* _About this task_
All lines of the listing below must be reproduced character for character.

* _Records for this exercise_
==========

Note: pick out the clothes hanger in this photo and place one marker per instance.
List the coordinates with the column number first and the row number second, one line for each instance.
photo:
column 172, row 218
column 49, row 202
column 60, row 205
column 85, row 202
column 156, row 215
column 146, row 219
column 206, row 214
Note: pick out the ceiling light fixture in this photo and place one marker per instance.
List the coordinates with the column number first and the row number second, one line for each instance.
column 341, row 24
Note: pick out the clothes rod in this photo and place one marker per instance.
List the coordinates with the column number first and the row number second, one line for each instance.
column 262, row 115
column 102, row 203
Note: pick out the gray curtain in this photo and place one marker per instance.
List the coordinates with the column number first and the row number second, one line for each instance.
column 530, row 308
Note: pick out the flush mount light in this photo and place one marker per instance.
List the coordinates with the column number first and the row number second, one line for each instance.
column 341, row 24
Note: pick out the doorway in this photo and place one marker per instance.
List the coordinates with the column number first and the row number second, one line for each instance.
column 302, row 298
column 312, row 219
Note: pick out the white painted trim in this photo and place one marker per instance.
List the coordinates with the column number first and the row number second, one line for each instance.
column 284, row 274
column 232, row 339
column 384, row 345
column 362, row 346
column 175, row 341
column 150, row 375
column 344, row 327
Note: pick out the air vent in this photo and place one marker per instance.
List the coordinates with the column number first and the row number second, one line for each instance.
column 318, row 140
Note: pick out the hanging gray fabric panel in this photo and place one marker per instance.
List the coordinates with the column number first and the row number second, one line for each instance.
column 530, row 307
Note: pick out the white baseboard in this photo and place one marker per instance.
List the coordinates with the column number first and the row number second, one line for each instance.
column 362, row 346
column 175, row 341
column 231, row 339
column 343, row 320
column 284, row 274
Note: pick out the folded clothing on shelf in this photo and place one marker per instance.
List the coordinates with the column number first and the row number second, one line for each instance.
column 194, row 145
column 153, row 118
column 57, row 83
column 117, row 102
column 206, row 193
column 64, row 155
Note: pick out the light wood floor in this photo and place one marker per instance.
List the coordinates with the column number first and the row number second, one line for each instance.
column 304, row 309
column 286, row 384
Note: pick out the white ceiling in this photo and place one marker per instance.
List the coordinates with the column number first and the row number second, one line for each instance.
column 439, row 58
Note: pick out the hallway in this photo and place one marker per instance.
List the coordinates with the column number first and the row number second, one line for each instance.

==========

* _Response to the task_
Note: pick out the clothes hanger in this photo and place one marker per instance.
List the coordinates with the column number first and the row number second, one line for each instance.
photo:
column 172, row 218
column 49, row 202
column 60, row 205
column 85, row 202
column 156, row 215
column 146, row 219
column 206, row 214
Note: pick out the ceiling light fixture in this photo and place one marker per instance.
List the coordinates with the column number first and the row number second, one line for each instance.
column 341, row 24
Note: pick out the clothes rod in this photo and place one marker per instance.
List the coordinates with the column number first and the row number second, one line for each instance.
column 262, row 115
column 102, row 203
Note: pick out the gray curtain in this photo and place one marker per instance.
List the coordinates with the column number first and the row number second, one line for each instance.
column 530, row 308
Note: pick out the flush mount light in this photo and place one marker per instance.
List the coordinates with the column number first and the row number second, one line for each instance.
column 341, row 24
Note: pick out the doorway in this photo and place one marker per instance.
List the coordinates with the column number first and the row number second, one line for each instance.
column 302, row 298
column 312, row 219
Note: pick out the white painted trim in this photo and place one marker per instance.
List the coordinates with the column number first and the row number second, one line for each instance.
column 284, row 274
column 232, row 339
column 384, row 345
column 362, row 346
column 175, row 341
column 150, row 375
column 344, row 327
Note: pick out the air vent in this photo and place one marker per instance.
List the coordinates with the column number first and the row number second, one line for each instance.
column 318, row 140
Note: pick out the hanging gray fabric panel in this photo and place one marker per instance.
List the coordinates with the column number first and the row number second, one line for each instance.
column 530, row 307
Note: pick out the white baseboard in this photo and place one marker per instance.
List the coordinates with the column number first and the row number second, one line for each instance.
column 362, row 346
column 175, row 341
column 231, row 339
column 343, row 320
column 284, row 274
Note: pick out the folded clothing on shelf in this photo and place one marker per instance.
List the coordinates with the column number first and the row number second, one line for each instance.
column 194, row 145
column 153, row 118
column 57, row 83
column 117, row 102
column 206, row 193
column 64, row 155
Note: pick out the light wood floor in this photo and place one marker per instance.
List the coordinates with the column number first and the row number second, one line for each instance.
column 304, row 309
column 286, row 384
Note: pick out the white ceiling in this photo and place one marker per instance.
List the coordinates with the column number first and the row number second, one line for each instance.
column 439, row 58
Note: pick out the hallway in this photo and place one marker per instance.
List the coordinates with the column number first and the row number second, one line for each instance.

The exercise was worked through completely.